What you should do: Find the word "capital" in the material below and gather every line that contains it.

Provided data:
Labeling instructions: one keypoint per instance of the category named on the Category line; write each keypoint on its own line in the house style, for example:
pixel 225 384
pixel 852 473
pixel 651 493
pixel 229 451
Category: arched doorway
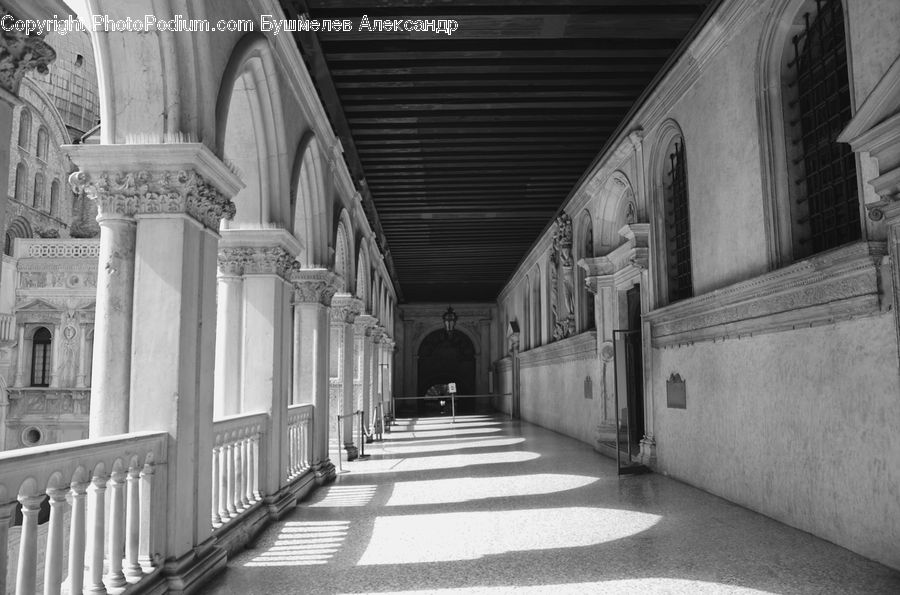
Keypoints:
pixel 444 358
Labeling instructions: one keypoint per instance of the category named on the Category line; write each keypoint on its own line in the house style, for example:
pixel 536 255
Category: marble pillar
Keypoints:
pixel 177 194
pixel 268 258
pixel 313 291
pixel 344 310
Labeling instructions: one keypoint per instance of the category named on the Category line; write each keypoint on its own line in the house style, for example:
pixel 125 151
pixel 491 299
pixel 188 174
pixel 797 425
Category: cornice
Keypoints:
pixel 840 284
pixel 575 348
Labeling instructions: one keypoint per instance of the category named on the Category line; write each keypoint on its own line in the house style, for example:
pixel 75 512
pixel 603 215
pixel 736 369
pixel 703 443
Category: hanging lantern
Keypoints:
pixel 450 319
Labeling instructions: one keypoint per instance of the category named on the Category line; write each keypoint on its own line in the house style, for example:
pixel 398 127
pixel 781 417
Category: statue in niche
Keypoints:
pixel 563 246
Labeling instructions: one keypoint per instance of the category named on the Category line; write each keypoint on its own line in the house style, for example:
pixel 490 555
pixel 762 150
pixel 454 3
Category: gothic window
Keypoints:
pixel 21 182
pixel 824 196
pixel 24 128
pixel 40 358
pixel 39 192
pixel 677 224
pixel 54 198
pixel 43 143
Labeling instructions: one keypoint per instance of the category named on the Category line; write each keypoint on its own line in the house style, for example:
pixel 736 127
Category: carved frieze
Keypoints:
pixel 313 286
pixel 47 402
pixel 20 53
pixel 143 192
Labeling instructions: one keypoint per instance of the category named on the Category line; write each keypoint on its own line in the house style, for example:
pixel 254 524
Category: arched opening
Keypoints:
pixel 443 358
pixel 40 357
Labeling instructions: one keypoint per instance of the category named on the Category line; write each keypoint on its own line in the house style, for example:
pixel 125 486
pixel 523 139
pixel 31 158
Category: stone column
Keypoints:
pixel 362 326
pixel 344 310
pixel 83 355
pixel 229 337
pixel 265 382
pixel 116 194
pixel 178 192
pixel 313 290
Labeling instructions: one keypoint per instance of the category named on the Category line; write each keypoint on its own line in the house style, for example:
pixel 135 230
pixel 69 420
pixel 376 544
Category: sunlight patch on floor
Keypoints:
pixel 446 537
pixel 346 496
pixel 453 461
pixel 464 489
pixel 464 443
pixel 304 544
pixel 648 586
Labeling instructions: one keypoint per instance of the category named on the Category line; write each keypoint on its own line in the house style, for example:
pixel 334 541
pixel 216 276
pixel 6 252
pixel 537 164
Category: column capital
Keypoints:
pixel 313 286
pixel 363 323
pixel 20 53
pixel 258 252
pixel 345 308
pixel 166 179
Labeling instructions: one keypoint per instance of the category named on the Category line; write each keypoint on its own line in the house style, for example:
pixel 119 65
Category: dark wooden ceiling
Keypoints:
pixel 465 146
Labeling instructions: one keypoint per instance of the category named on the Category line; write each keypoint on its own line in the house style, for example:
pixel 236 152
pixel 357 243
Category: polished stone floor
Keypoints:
pixel 488 505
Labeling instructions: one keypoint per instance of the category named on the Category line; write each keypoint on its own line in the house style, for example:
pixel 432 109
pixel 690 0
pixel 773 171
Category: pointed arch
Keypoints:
pixel 250 132
pixel 310 208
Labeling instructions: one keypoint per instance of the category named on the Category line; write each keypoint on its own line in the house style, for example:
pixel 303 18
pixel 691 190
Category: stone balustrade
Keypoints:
pixel 57 248
pixel 235 465
pixel 114 496
pixel 300 439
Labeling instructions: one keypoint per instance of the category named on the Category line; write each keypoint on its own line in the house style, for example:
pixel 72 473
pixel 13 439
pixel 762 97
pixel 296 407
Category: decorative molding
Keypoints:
pixel 839 284
pixel 576 348
pixel 19 54
pixel 313 286
pixel 57 248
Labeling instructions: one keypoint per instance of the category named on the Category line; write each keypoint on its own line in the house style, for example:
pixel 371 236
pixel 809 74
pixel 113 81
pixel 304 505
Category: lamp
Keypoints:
pixel 450 319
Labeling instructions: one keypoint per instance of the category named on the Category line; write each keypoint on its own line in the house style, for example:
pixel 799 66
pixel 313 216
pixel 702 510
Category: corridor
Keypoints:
pixel 489 505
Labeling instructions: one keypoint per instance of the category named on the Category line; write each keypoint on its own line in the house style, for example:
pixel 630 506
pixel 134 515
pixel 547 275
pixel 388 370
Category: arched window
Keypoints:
pixel 43 143
pixel 54 198
pixel 40 358
pixel 678 224
pixel 24 128
pixel 824 196
pixel 38 191
pixel 21 182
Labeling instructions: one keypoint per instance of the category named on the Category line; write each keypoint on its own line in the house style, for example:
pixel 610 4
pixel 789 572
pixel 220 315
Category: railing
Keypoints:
pixel 235 465
pixel 127 527
pixel 57 248
pixel 300 437
pixel 7 327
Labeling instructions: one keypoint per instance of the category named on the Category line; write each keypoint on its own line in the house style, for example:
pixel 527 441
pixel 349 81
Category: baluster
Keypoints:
pixel 77 537
pixel 229 458
pixel 6 515
pixel 254 447
pixel 216 519
pixel 238 475
pixel 245 479
pixel 96 525
pixel 146 548
pixel 26 575
pixel 53 562
pixel 251 469
pixel 116 537
pixel 223 483
pixel 133 524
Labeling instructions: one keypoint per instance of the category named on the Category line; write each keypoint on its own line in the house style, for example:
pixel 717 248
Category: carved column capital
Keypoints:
pixel 345 308
pixel 232 261
pixel 313 286
pixel 125 194
pixel 20 53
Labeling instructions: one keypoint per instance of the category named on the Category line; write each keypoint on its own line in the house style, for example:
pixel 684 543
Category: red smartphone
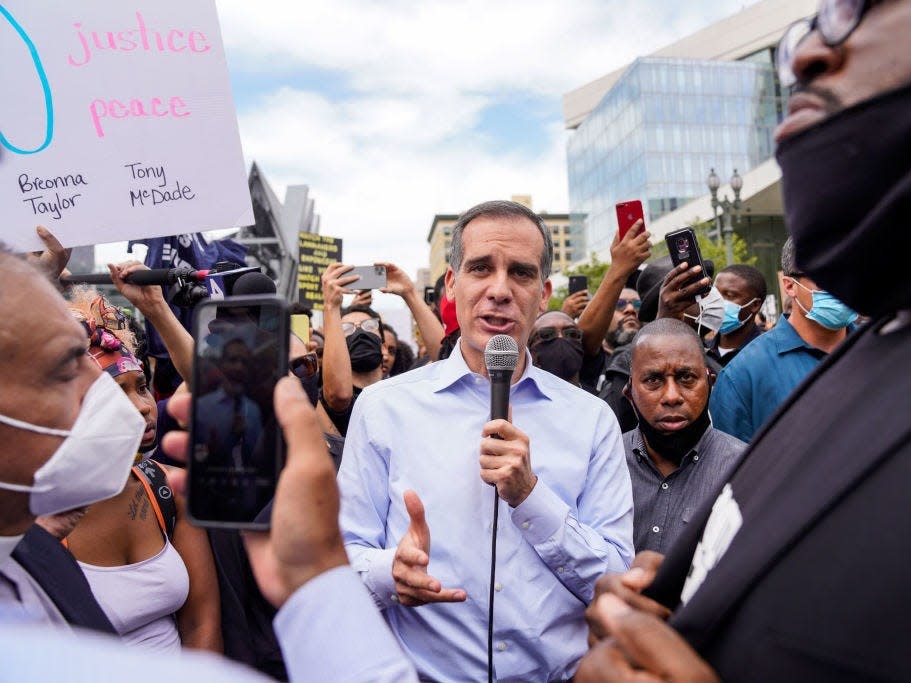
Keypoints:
pixel 627 214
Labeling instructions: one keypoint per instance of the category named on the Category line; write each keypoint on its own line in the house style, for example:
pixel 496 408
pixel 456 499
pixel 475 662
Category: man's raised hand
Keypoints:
pixel 413 585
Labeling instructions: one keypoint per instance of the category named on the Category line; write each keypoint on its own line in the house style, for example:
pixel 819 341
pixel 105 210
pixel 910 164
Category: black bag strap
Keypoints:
pixel 152 476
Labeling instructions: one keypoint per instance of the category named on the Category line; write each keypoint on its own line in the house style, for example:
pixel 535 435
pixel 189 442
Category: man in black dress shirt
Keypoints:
pixel 798 570
pixel 676 458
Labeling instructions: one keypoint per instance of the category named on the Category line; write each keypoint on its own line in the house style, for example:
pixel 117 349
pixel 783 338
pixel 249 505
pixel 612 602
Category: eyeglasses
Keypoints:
pixel 368 325
pixel 623 303
pixel 551 333
pixel 304 366
pixel 835 21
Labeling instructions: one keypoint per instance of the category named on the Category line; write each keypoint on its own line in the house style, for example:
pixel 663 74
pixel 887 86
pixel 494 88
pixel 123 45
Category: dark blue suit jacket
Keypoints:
pixel 55 569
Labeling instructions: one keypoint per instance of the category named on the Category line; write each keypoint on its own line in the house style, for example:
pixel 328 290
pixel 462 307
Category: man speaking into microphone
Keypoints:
pixel 422 458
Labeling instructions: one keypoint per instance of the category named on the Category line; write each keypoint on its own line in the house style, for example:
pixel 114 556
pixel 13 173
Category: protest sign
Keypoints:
pixel 116 122
pixel 316 253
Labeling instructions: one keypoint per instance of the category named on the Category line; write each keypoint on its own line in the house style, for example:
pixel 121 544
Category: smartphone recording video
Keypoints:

Reply:
Category: column capital
Category: carved column capital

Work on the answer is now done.